Your task
Retype the whole listing, please, keeping every line exact and dropping the pictures.

-- start of Data provided --

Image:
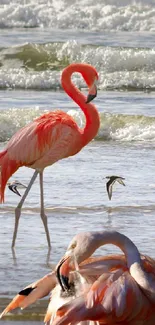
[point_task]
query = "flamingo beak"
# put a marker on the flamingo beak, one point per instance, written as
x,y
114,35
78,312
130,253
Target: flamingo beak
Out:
x,y
92,92
62,272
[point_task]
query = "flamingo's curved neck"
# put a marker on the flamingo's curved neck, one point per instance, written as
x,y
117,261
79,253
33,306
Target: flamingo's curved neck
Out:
x,y
133,259
92,117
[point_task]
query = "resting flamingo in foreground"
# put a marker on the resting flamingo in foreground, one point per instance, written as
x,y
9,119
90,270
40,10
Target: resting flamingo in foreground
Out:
x,y
50,137
116,289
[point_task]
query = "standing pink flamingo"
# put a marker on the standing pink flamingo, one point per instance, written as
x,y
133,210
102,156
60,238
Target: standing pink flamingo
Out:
x,y
51,137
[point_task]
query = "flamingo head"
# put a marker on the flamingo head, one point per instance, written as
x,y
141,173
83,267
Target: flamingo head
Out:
x,y
81,247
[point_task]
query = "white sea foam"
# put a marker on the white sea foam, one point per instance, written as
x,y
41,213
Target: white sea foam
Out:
x,y
82,14
118,127
34,66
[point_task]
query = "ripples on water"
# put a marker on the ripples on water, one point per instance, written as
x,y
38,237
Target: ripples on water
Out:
x,y
119,41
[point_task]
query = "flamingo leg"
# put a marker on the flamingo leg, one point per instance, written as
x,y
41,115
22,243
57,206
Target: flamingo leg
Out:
x,y
42,211
19,206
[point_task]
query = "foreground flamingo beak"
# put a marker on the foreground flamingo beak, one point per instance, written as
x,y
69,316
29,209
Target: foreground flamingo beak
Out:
x,y
62,272
92,92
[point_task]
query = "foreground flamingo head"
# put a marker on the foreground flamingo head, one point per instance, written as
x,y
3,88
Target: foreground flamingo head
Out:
x,y
81,247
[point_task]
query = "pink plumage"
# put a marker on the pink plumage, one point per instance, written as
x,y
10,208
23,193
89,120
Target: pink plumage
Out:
x,y
51,137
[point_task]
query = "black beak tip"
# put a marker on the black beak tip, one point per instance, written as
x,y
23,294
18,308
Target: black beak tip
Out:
x,y
90,98
65,283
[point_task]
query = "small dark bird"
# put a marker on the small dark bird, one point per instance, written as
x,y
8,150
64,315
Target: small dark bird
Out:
x,y
110,183
13,187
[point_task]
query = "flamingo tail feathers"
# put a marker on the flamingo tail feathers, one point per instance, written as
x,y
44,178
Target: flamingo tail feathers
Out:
x,y
7,168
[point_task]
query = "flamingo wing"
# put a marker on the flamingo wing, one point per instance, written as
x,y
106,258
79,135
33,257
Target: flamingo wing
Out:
x,y
47,139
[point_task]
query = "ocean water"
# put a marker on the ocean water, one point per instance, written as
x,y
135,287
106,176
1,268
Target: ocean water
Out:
x,y
37,40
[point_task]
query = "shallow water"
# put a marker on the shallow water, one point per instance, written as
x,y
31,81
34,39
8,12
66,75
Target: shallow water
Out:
x,y
120,44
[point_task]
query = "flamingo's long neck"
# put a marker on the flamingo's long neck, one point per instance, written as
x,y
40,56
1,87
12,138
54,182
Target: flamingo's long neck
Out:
x,y
133,259
92,117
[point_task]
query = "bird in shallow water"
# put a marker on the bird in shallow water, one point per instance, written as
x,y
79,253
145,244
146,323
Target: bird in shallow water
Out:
x,y
14,185
111,182
49,138
116,289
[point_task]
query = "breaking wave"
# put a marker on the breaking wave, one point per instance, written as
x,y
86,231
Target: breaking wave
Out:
x,y
102,15
39,66
116,127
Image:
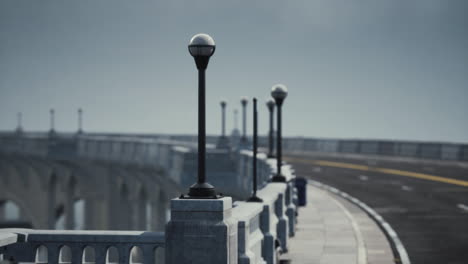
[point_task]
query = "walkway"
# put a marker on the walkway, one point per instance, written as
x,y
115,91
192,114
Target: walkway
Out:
x,y
331,230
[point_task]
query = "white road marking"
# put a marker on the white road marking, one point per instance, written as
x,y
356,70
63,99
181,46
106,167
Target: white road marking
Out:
x,y
406,188
363,177
463,207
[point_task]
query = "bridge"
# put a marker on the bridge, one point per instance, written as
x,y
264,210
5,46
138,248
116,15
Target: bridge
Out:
x,y
122,198
126,182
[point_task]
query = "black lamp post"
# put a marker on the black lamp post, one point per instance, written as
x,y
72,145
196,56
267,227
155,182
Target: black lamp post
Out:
x,y
80,121
271,107
201,47
19,127
223,118
52,121
279,93
244,102
254,197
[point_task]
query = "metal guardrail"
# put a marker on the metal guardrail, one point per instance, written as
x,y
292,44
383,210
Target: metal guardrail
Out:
x,y
407,149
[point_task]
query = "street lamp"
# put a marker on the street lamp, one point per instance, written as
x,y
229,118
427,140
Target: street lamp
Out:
x,y
271,107
52,121
80,121
223,118
223,141
244,102
279,93
254,197
19,127
201,47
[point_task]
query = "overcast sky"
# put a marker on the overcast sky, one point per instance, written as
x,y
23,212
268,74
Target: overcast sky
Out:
x,y
395,69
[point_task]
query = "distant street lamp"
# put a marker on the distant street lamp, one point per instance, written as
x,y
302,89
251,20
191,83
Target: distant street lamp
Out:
x,y
52,121
201,47
254,197
271,107
279,93
19,127
223,141
80,121
244,102
223,118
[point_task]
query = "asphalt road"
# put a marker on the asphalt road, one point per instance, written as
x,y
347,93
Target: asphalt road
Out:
x,y
429,214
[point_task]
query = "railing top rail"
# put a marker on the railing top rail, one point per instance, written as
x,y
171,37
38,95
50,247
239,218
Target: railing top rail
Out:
x,y
71,236
8,238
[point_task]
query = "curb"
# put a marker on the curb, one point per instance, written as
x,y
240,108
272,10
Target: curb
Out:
x,y
399,251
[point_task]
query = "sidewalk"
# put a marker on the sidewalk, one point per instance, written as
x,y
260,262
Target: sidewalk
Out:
x,y
331,230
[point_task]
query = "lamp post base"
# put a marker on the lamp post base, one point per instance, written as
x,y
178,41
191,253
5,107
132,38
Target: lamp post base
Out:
x,y
278,178
201,191
255,199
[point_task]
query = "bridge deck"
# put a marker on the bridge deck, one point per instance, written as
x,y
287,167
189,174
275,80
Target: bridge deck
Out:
x,y
332,230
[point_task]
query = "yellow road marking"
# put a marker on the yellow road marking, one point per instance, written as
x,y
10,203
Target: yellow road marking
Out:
x,y
382,170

-- end of Data provided --

Output for this task
Image:
[point_task]
query = "flamingo beak"
# put a marker on the flamingo beak, one point per instance, written as
x,y
114,35
78,312
130,253
Target: flamingo beak
Out:
x,y
92,92
62,272
[point_task]
query = "flamingo's curved neck"
# put a marker on the flamingo's curved neck, one point per instance, written as
x,y
117,261
79,253
33,306
Target: flamingo's curved neck
Out:
x,y
133,259
92,117
[point_task]
query = "resting flamingo in foreground"
# put a marker on the resting flamingo in foreground, one point per instance, written as
x,y
9,119
90,270
40,10
Target: resting flamingo in foreground
Out:
x,y
50,137
116,289
[point_task]
query = "standing pink flamingo"
# put a marker on the standing pink flamingo, one point per instance, written as
x,y
133,210
102,156
60,238
Target: standing pink flamingo
Out:
x,y
51,137
[point_task]
query = "flamingo head"
# put a marker on the flamingo head, one point per instance, written as
x,y
141,173
83,267
Target: flamingo head
Out:
x,y
81,247
[point_task]
query = "white sea foam"
# put a marker on the white sea foam, one point per instance, written as
x,y
41,213
Target: white sea foam
Out:
x,y
82,14
118,127
34,66
[point_task]
query = "ripples on water"
# put a marker on the ripples on water, one point per instance, written as
x,y
38,237
Target: ripples on water
Out:
x,y
119,41
[point_task]
query = "flamingo leg"
# put a marker on the flamingo leg, one point per instance, written as
x,y
41,115
22,243
57,206
Target: flamingo leg
Out:
x,y
42,211
19,206
[point_task]
query = "foreground flamingo beak"
# put a marker on the foreground flamingo beak, one point per instance, written as
x,y
69,316
29,209
Target: foreground flamingo beak
Out:
x,y
62,272
92,92
[point_task]
query = "foreground flamingo head"
# put a marker on the foreground flamingo head, one point per instance, written as
x,y
3,88
Target: foreground flamingo head
Out:
x,y
81,247
[point_task]
query = "pink plumage"
# put a marker on the pink plumage, one point per instance, written as
x,y
10,208
23,193
89,120
Target: pink plumage
Out:
x,y
51,137
[point_task]
query = "black beak tip"
# put a marker on the black beak tip, one point per instance, written as
x,y
23,294
18,308
Target: black beak tip
Out:
x,y
90,98
65,283
[point_task]
query = "small dark bird"
# put a marker on the small dark bird, one point per instance, written as
x,y
8,150
64,315
Target: small dark bird
Out:
x,y
110,183
13,187
[point_task]
query = "flamingo tail feathers"
# put a marker on the flamingo tail feathers, one point per instance, written as
x,y
44,178
Target: flamingo tail feathers
Out:
x,y
7,168
[point_task]
query = "flamingo wing"
# put a marker on the flamingo wing, one point per instance, written as
x,y
106,258
79,135
33,257
Target: flamingo wing
Out:
x,y
47,139
[point_task]
query = "ocean water"
# put a marker on the ocean water, one point per instance, written as
x,y
135,287
106,176
1,268
Target: ocean water
Out:
x,y
37,40
[point_task]
query = "shallow water"
# put a marker on the shallow water, one point per instance, written as
x,y
31,81
34,39
8,12
66,75
Target: shallow water
Out:
x,y
120,44
[point_task]
query = "flamingo's long neck"
# put a marker on the flamingo's long neck, one point per instance, written as
x,y
40,56
1,87
12,138
54,182
Target: flamingo's long neck
Out:
x,y
133,259
92,117
[point_task]
query = "bird in shallow water"
# put a marker on the bird in shallow water, one point per instance, written as
x,y
79,253
145,244
146,323
Target: bird in shallow water
Out:
x,y
14,185
111,182
49,138
116,289
[point_task]
query = "breaking wave"
# put a marker on the breaking wave, one point per instance, written as
x,y
86,231
Target: breaking wave
Out:
x,y
102,15
39,66
116,127
Image:
[point_task]
query = "walkway"
# put a marker on the walkway, one point per instance, written as
x,y
115,91
192,114
Target: walkway
Out:
x,y
331,230
[point_task]
query = "white road marking"
# put a marker on the white road marking, one point per instance, written as
x,y
356,70
63,99
181,46
106,167
Target: white road marking
Out:
x,y
406,188
363,177
463,207
[point_task]
query = "bridge"
# put a marker on the bridge, one point per instance, written as
x,y
264,210
5,46
138,248
116,15
Target: bridge
Out:
x,y
122,198
126,182
[point_task]
query = "black lamp post"
# put a marker on the black lamp post, one point per instance, written as
x,y
72,145
196,56
267,227
155,182
Target: black lamp post
Out:
x,y
80,121
271,107
201,47
19,127
223,118
52,121
279,93
244,102
254,197
[point_task]
query = "metal guardrail"
# put a marker on the metal guardrail, one point per instance, written as
x,y
292,44
383,210
Target: metal guardrail
Out:
x,y
407,149
[point_task]
query = "street lamp"
# put a marker on the street lamp, one point per instance, written as
x,y
229,118
427,140
Target: street lamp
Out:
x,y
271,107
52,121
80,121
223,118
223,141
244,102
279,93
254,197
19,127
201,47
[point_task]
query = "overcast sky"
# put a marker on the overcast sky, one point per instance, written as
x,y
23,212
268,74
Target: overcast sky
Out:
x,y
395,69
[point_task]
query = "distant street lamp"
# put a marker on the distant street lamp, one point per instance, written as
x,y
302,89
251,20
191,83
Target: distant street lamp
Out:
x,y
52,121
201,47
254,197
271,107
279,93
19,127
223,141
80,121
244,102
223,118
[point_task]
query = "asphalt road"
# put a marker on the asphalt road, one point per instance, written as
x,y
347,93
Target: asphalt road
Out:
x,y
429,214
[point_task]
query = "railing top rail"
# put a marker on the railing top rail, one point per instance, written as
x,y
171,37
38,95
50,247
239,218
Target: railing top rail
Out:
x,y
71,236
8,238
[point_task]
query = "curb"
# put a marker on the curb, one point per instance, written as
x,y
240,108
272,10
Target: curb
Out:
x,y
399,251
[point_task]
query = "sidewalk"
# put a marker on the sidewalk, one point per instance, written as
x,y
260,262
Target: sidewalk
Out:
x,y
331,230
[point_task]
query = "lamp post base"
# put a marker on the lamp post base, one point per instance, written as
x,y
178,41
191,253
5,107
132,38
Target: lamp post base
Out:
x,y
278,178
201,191
255,199
[point_task]
query = "bridge deck"
# put a marker on the bridge deck, one point per instance, written as
x,y
287,167
189,174
275,80
Target: bridge deck
Out:
x,y
332,230
[point_task]
query = "yellow road marking"
# put a marker on the yellow road marking, one point per instance, written as
x,y
10,203
Target: yellow road marking
Out:
x,y
382,170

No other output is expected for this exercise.